ABOUT THIS EXERCISE — Look through the records below for the line with "Query: concrete bridge pier" and the line with "column 696, row 694", then return those lines and all lines between, exactly.

DATA SECTION —
::::::::::
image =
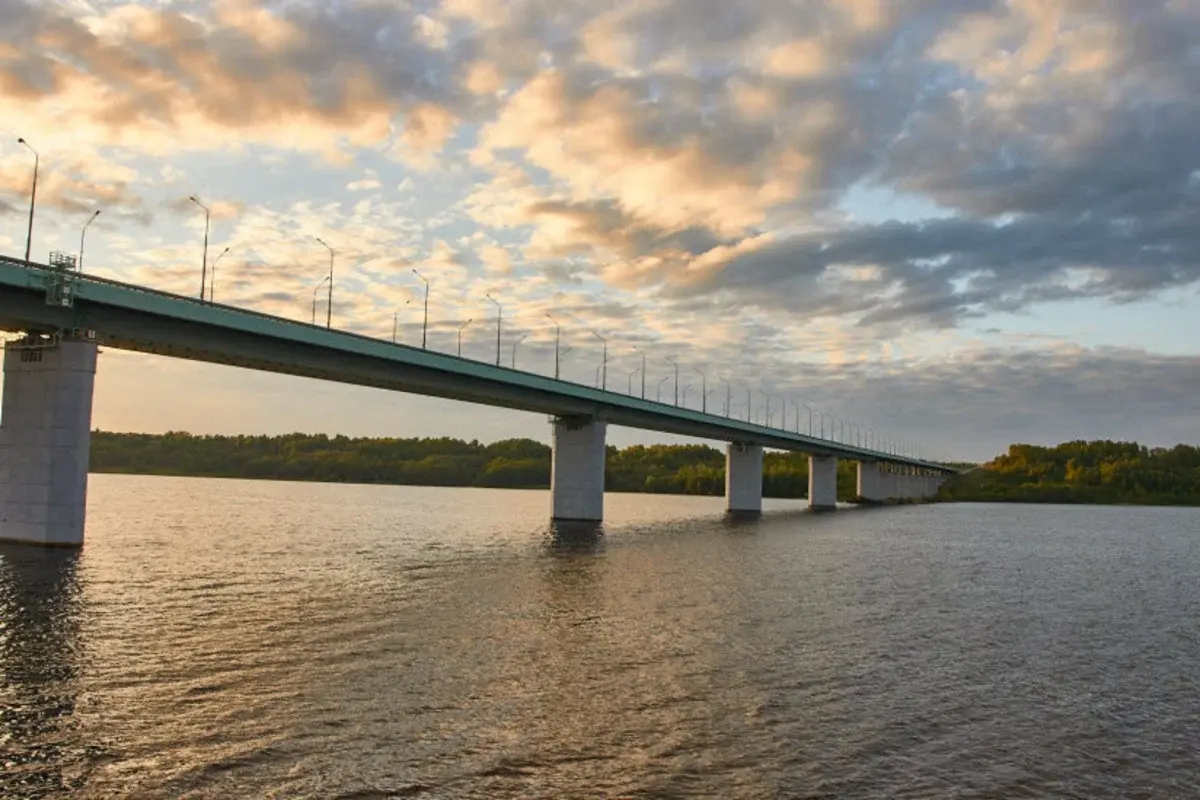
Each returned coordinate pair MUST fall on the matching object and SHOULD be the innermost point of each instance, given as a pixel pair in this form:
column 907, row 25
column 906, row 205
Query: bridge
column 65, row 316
::::::::::
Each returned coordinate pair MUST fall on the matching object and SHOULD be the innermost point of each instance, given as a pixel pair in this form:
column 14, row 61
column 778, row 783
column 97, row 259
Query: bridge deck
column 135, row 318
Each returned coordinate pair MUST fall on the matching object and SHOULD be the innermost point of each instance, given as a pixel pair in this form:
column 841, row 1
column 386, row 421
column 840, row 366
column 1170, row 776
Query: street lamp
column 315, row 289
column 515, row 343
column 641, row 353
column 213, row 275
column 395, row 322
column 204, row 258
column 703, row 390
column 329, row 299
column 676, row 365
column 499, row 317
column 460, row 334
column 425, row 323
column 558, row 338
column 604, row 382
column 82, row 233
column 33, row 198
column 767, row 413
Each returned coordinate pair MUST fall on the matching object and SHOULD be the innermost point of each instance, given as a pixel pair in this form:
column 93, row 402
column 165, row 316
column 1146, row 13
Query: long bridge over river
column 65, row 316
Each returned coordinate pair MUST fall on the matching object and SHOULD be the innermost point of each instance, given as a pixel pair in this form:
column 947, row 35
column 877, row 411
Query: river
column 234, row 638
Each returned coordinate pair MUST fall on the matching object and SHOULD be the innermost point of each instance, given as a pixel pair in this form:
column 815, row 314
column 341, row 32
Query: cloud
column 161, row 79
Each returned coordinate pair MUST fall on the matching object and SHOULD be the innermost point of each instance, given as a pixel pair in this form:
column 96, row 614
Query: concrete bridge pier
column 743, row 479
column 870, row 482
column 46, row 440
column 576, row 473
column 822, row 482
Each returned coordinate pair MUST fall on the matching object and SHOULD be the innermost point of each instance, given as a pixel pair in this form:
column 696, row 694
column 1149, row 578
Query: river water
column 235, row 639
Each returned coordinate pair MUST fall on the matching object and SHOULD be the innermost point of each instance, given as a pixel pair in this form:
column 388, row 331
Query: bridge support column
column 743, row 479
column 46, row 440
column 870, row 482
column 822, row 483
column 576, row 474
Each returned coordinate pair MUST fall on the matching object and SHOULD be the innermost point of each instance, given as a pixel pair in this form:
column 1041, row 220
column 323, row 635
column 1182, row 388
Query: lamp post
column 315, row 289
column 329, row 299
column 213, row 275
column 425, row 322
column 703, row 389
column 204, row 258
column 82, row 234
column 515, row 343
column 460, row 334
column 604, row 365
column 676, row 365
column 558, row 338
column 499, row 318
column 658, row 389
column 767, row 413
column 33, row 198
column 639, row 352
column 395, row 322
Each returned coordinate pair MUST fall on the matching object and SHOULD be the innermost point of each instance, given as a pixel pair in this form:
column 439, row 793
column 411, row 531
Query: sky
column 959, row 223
::::::::::
RESPONSE TO THE TASK —
Query: concrete bridge pier
column 743, row 479
column 870, row 482
column 46, row 440
column 576, row 473
column 822, row 482
Each returned coordinate pair MUST fall on the matching object and SHOULD be the innermost point of each instance, given as a pixel pair in this form:
column 696, row 694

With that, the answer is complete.